RECORDS PROVIDED:

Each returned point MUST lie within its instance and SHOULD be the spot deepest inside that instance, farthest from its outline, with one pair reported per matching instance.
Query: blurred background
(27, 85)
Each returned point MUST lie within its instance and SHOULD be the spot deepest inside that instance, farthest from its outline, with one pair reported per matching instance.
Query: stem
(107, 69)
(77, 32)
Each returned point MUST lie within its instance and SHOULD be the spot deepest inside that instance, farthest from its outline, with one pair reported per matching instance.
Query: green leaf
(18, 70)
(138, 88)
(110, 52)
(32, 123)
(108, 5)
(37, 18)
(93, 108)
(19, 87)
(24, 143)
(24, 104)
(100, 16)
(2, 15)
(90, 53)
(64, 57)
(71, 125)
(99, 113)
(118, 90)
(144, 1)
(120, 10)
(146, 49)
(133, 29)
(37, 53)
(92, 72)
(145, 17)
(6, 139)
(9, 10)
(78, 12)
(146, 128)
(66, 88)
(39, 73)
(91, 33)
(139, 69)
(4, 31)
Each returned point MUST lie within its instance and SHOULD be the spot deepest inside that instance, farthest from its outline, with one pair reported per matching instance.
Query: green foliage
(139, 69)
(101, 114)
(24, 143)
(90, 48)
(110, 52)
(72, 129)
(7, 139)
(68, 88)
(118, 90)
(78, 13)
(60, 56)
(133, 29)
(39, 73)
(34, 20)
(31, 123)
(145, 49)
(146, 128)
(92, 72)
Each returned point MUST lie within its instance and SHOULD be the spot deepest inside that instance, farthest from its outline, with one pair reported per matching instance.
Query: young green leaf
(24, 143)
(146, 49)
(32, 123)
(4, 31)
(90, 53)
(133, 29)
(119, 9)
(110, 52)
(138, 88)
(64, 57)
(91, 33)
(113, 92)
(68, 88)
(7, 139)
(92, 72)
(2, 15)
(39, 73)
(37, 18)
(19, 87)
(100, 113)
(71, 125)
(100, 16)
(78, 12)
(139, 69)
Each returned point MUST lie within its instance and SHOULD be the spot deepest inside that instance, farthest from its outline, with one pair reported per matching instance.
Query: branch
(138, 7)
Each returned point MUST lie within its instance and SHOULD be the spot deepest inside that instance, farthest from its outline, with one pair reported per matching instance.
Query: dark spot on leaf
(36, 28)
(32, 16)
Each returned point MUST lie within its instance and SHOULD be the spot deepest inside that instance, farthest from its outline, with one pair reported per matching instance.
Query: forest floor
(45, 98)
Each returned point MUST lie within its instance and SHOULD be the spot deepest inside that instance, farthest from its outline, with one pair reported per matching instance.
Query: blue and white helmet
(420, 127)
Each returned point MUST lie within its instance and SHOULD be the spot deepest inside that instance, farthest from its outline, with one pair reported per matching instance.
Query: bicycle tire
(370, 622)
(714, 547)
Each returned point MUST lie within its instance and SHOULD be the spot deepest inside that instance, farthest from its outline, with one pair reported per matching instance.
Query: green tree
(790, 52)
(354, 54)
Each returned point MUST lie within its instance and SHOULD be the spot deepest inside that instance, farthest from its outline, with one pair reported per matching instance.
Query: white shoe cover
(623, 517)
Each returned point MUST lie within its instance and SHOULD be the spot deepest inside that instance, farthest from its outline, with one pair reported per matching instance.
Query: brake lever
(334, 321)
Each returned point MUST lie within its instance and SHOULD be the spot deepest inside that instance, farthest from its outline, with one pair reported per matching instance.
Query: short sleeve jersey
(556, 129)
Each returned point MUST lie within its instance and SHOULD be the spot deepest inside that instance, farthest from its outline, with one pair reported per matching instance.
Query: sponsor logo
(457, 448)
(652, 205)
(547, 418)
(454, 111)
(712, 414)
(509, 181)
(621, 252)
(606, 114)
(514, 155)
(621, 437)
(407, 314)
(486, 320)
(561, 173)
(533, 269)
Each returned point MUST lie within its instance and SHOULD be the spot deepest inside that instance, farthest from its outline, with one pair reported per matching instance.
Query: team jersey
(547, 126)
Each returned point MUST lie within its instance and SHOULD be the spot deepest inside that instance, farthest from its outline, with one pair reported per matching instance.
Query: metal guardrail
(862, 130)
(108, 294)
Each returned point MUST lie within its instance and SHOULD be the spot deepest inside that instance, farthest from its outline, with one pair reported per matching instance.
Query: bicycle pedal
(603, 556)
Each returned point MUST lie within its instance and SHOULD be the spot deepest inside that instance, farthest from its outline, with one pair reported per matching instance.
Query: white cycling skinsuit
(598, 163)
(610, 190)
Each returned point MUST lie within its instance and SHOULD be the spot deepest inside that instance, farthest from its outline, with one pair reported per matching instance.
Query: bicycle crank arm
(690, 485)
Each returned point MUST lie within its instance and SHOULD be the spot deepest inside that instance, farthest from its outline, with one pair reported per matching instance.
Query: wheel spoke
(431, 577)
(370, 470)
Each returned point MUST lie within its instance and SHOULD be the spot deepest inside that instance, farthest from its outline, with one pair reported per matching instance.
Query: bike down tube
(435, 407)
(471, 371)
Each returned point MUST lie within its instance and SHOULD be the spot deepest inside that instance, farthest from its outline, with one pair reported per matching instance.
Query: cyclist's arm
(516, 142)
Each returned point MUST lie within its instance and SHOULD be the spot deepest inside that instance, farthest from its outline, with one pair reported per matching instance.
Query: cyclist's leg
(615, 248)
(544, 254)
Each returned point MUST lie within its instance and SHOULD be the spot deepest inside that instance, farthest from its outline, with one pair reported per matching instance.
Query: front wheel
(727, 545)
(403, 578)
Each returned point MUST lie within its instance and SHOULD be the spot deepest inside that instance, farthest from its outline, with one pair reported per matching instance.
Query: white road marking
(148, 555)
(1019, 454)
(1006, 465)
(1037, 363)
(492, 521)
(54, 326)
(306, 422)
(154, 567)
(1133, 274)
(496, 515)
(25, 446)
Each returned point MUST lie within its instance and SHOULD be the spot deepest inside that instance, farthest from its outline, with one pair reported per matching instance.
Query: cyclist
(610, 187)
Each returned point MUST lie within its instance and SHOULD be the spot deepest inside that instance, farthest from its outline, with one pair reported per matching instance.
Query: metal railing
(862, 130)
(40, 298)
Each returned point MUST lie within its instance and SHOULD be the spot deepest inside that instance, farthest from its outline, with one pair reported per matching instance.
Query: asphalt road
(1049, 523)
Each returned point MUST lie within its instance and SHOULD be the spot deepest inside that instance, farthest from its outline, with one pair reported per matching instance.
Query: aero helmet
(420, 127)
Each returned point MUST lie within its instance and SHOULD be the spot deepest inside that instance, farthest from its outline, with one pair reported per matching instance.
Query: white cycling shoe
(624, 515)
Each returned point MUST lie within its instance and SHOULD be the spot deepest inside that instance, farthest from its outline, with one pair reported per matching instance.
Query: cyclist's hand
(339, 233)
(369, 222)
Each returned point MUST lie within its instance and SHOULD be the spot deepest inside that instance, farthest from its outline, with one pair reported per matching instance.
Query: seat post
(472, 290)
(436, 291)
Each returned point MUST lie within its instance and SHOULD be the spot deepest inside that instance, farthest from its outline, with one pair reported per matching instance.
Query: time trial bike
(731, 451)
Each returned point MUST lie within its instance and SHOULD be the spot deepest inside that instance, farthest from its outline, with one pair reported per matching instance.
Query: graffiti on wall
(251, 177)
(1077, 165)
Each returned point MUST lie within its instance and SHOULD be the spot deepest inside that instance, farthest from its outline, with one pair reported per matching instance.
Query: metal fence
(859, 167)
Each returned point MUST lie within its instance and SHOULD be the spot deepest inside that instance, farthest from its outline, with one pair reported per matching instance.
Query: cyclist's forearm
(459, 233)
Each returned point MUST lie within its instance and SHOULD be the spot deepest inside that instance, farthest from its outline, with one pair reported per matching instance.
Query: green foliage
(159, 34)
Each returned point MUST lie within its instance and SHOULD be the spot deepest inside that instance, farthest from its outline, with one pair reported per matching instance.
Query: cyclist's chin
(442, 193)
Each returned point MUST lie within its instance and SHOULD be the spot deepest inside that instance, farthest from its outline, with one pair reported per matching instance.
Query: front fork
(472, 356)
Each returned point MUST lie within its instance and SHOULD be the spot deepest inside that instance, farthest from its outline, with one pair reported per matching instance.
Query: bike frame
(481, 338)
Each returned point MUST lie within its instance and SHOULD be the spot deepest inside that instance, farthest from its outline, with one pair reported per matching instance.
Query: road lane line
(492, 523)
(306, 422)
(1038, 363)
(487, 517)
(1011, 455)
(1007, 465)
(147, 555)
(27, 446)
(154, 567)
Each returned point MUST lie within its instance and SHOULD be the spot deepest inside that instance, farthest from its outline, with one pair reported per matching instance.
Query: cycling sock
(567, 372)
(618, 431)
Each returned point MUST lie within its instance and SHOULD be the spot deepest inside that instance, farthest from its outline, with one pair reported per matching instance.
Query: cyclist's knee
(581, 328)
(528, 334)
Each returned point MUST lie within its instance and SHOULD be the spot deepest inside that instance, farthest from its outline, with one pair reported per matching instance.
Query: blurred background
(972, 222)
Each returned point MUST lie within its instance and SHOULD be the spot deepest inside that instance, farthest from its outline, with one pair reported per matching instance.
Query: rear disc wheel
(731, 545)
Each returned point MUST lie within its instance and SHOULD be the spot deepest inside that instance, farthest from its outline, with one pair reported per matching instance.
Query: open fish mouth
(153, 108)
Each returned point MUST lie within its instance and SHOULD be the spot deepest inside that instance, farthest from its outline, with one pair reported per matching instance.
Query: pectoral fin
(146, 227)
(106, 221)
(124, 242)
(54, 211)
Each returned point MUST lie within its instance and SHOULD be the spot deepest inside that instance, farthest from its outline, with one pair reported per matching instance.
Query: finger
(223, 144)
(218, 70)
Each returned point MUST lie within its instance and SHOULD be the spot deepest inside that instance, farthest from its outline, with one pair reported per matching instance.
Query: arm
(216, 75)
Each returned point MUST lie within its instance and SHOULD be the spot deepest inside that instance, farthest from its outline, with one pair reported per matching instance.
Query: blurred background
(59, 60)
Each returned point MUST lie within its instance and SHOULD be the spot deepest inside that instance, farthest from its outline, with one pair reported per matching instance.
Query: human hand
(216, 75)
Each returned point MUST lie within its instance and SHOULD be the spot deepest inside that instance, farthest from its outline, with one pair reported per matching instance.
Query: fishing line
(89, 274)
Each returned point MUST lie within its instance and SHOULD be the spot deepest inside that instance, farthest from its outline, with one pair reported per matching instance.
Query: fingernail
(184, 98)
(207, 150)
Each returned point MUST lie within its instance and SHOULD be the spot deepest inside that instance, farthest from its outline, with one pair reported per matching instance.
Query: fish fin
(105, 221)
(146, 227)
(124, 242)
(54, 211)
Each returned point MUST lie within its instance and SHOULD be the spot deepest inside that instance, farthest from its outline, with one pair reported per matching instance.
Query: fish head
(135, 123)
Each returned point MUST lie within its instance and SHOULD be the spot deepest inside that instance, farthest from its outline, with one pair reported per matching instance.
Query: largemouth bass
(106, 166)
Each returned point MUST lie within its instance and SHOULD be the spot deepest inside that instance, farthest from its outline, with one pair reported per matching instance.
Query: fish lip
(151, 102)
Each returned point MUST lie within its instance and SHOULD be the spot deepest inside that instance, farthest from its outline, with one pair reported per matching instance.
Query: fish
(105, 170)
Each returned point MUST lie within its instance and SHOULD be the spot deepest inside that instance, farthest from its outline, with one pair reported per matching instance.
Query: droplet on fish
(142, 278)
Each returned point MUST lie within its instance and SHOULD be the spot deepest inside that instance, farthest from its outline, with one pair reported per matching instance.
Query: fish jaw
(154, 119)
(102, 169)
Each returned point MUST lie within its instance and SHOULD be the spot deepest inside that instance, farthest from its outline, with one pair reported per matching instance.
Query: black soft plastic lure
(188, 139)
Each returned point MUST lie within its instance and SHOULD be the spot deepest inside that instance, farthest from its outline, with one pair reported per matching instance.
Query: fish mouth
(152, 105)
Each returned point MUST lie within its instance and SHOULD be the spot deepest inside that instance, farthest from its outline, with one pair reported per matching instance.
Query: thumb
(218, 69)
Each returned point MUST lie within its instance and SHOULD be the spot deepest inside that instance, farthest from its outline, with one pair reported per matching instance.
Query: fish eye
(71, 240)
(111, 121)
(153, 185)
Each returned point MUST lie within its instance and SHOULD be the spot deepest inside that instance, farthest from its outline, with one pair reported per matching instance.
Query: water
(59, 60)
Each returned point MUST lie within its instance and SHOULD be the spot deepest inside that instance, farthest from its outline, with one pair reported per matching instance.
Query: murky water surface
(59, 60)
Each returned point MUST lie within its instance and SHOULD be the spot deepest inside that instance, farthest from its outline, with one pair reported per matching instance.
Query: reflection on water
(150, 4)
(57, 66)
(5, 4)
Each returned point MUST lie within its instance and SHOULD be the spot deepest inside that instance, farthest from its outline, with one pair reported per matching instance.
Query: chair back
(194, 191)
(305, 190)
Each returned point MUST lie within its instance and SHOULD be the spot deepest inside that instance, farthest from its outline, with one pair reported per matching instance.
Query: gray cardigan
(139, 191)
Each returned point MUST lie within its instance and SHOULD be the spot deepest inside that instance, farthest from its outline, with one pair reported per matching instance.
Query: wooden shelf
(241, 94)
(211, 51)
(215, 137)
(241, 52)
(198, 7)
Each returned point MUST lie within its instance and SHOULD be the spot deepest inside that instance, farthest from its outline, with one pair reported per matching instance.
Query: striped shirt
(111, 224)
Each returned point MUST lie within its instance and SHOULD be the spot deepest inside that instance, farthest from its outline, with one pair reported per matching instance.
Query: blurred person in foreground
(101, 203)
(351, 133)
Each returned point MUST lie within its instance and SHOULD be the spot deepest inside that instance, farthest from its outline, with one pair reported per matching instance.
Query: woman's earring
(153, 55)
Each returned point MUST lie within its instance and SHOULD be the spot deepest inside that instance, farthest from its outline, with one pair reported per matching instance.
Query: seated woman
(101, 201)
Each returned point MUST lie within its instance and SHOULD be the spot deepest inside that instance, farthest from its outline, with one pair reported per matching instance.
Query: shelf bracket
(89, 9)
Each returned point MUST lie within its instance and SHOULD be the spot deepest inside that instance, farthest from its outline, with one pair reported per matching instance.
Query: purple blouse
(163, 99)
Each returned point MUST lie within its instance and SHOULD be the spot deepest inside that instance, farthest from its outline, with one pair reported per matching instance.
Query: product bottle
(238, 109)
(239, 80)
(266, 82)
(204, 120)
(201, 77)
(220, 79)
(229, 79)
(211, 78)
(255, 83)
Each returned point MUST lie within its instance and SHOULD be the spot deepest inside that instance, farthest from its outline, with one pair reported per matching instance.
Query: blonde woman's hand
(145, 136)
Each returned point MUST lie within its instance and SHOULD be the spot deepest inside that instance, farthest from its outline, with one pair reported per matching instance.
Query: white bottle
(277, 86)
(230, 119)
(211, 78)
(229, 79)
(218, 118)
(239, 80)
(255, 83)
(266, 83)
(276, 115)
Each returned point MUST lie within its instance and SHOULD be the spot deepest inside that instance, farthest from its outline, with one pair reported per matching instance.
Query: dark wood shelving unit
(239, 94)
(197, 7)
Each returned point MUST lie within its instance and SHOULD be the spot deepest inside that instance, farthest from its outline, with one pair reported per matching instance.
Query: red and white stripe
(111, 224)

WRITTEN EXERCISE: Return every line above that contains the string "bottle", treating uppercase and lowercase letters as different.

RESULT BELOW:
Query: product bottle
Query: white bottle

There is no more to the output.